(Text provided):
◇ ◇ ◇ ◇
Long waiting times, brief appointments and a lack of quality care and attention have led some patients to seek "a life for a life," attacking doctors and hospital staff who they believe have wronged them or their loved ones.
In one of the most notorious attacks, a teenager fatally stabbed an intern and injured three others at a hospital in Harbin, capital of northeast China's Heilongjiang province, last March.
It is a stark departure from the ideal situation in which "doctors and patients become battle companions and stay in the same trench, fighting their common enemies," said neurosurgeon Zhou Liangfu from Huashan Hospital, which is affiliated with Fudan University.
Peng Yuwen, a professor at the Shanghai Medical College of Fudan University, said doctor-patient tensions can erode medical workers' morale and their willingness to take risks.
"Risk-taking is the most noble trait of a doctor, while tensions between doctors and patients can only create overcautious doctors, which in turn does harm to the patients," Peng said.
"If doctors don't dare to take risks when the patients are in a critical moment of life or death, it means they are giving the patients up," he said.
Medical students and rookie medical practitioners are weighing their options, swaying between staying or leaving.
As a doctor who still conducts clinical rotations in Beijing, doctor Li Yifu earns a monthly salary of less than 3,000 yuan (about 480 U.S. dollars).
◇ ◇ ◇ ◇
From the news text on doctor-patient tensions in China, return the part that opens with the words containing "It is a stark" and closes with "with Fudan University.", copied exactly. The data that comes after this text is unrelated to it and plays no role.

(Information):
◇ ◇ ◇ ◇
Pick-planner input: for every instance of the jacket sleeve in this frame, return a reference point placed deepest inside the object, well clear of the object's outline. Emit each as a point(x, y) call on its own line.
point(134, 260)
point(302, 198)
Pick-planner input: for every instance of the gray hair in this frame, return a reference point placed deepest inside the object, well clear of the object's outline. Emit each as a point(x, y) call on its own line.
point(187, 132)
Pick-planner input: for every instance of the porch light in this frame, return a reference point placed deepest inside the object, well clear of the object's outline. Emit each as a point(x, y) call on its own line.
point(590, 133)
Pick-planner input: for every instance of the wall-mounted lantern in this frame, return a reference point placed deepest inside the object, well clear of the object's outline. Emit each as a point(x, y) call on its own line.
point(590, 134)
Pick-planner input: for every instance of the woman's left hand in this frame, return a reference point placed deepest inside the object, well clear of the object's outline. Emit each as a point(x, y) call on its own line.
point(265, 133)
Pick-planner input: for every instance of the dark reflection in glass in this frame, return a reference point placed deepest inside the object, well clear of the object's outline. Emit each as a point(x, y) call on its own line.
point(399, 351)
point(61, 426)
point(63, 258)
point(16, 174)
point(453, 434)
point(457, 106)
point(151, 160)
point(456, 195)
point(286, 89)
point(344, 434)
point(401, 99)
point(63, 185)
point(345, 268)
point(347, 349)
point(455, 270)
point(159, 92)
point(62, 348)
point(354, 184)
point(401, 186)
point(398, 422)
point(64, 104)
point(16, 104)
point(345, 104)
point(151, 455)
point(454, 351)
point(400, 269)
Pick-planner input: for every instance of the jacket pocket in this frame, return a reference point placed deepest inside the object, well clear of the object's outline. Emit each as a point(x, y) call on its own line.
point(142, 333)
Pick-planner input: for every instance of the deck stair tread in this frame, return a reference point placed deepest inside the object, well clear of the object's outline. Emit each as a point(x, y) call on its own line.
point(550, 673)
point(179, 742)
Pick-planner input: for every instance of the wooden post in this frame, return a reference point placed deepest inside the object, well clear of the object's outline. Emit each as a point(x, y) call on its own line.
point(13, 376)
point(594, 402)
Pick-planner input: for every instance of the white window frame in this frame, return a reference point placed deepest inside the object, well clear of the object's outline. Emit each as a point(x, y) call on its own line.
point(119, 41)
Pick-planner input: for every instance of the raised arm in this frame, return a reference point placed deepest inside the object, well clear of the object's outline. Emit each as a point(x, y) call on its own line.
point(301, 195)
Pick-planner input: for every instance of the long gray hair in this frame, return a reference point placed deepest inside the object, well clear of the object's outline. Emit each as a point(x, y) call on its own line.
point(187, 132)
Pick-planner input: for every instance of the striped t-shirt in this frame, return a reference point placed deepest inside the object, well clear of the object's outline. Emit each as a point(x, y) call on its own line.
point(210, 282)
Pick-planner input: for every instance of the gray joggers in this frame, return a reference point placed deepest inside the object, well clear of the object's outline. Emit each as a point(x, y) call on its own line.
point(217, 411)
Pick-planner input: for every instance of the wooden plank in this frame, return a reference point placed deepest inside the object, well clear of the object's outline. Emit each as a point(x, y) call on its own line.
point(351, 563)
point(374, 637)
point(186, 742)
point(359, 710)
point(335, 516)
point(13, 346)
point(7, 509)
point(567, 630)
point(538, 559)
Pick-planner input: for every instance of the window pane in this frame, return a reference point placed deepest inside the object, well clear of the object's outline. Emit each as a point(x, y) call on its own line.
◇ ◇ ◇ ◇
(Solution for this exercise):
It is a stark departure from the ideal situation in which "doctors and patients become battle companions and stay in the same trench, fighting their common enemies," said neurosurgeon Zhou Liangfu from Huashan Hospital, which is affiliated with Fudan University.